- _Article_
Just got my system live, no EQing time as of yet and only about 10mins listening with off the cuff crossover points and slopes (it was 12.30am when I got it all powered up) but have pocket RTA on my iphone and ran a little white noise just to see what my curve looked like-near flat! Slight hump between 500Hz and 2.5Khz, but should be easy to flatten. 

What I'm ultra-effing-chuffed with is the fact my stupidly small sub enclousre works and works very well It's about .125 of a CF and has an F3 of 76.84Hz, Fb of 76.32 (modeled not measured yet) The sub only just fits in it, but it handles everything I throw at it and is flat from 30Hz to 63Hz where it's LPF'd google Linwitz Transform, and with a mini forget about the need for EQing as the cabin does it for you


----------



## minbari

is that those 6.5" subs you were talking about in your other thread?


----------



## cvjoint

1.My midbass drivers in the doors go down to 20hz in the doors but I don't think that makes them a good subwoofer. When you look at the RTA plot do you know how much of it is the fundamental and how much of it is distortion? 

2.There is also the saying "what cabin gain giveth, road noise taketh away." 

3. Where is the speaker system Q more important for transient response, sub application, midrange, tweeter? What happens to transient response in a very tiny box?


----------



## minbari

cvjoint said:


> 1.My midbass drivers in the doors go down to 20hz in the doors but I don't think that makes them a good subwoofer. When you look at the RTA plot do you know how much of it is the fundamental and how much of it is distortion?
> 
> 2.There is also the saying "what cabin gain giveth, road noise taketh away."
> 
> 3. Where is the speaker system Q more important for transient response, sub application, midrange, tweeter? What happens to transient response in a very tiny box?

- _Tasks to carry out_
**A.** In the car audio thread, what F3 does the first poster give for the sub enclosure?
**B.** Set down the part of the car audio thread that opens with the words containing "Just got my" and closes with "easy to flatten.".
The lines after this point are separate material and not part of the car audio thread.

- _Dataset extract_
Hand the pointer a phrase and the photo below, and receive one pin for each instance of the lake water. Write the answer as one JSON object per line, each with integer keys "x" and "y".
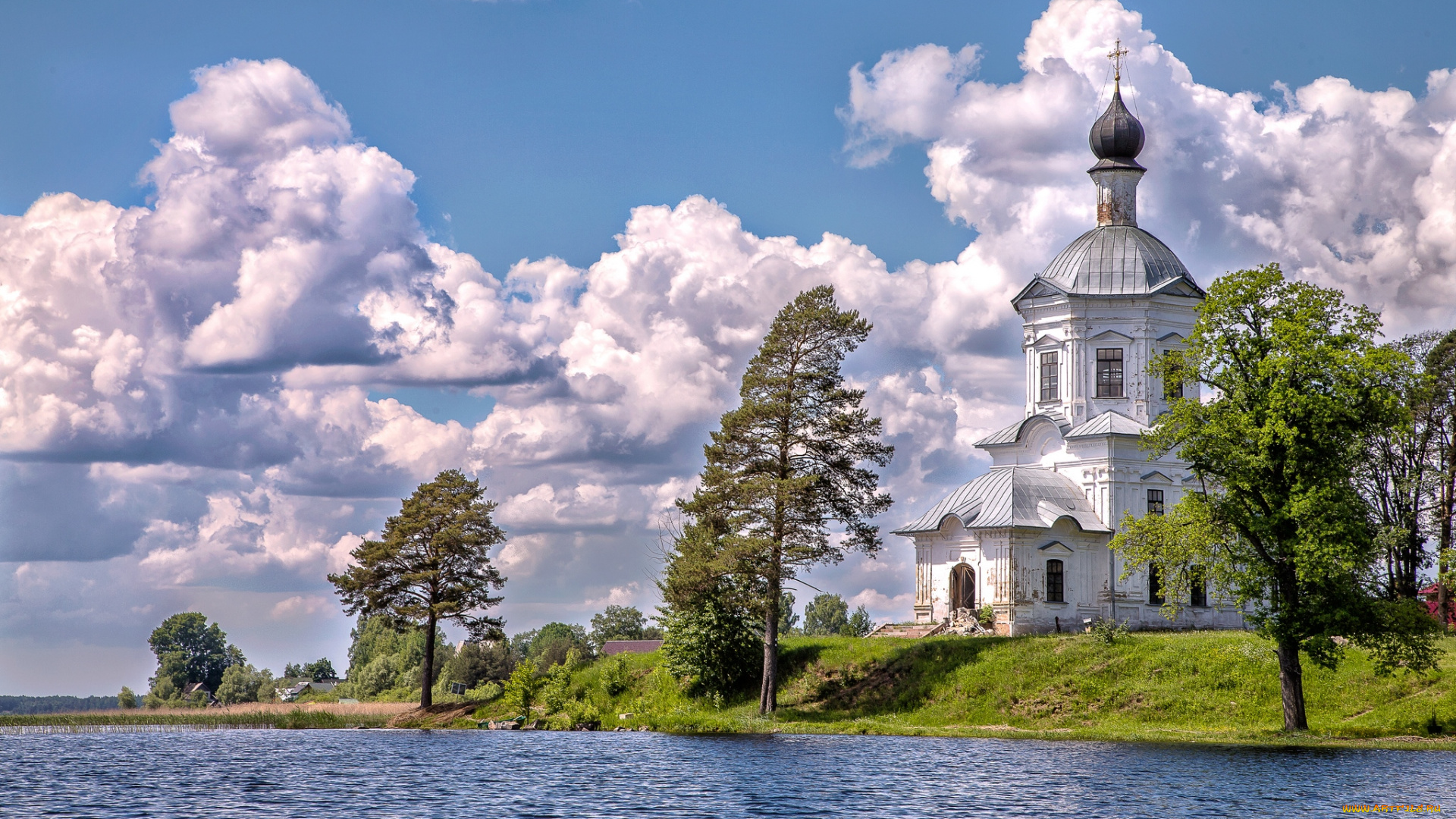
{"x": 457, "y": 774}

- _Answers to the problems_
**A.** 76.84Hz

**B.**
Just got my system live, no EQing time as of yet and only about 10mins listening with off the cuff crossover points and slopes (it was 12.30am when I got it all powered up) but have pocket RTA on my iphone and ran a little white noise just to see what my curve looked like-near flat! Slight hump between 500Hz and 2.5Khz, but should be easy to flatten.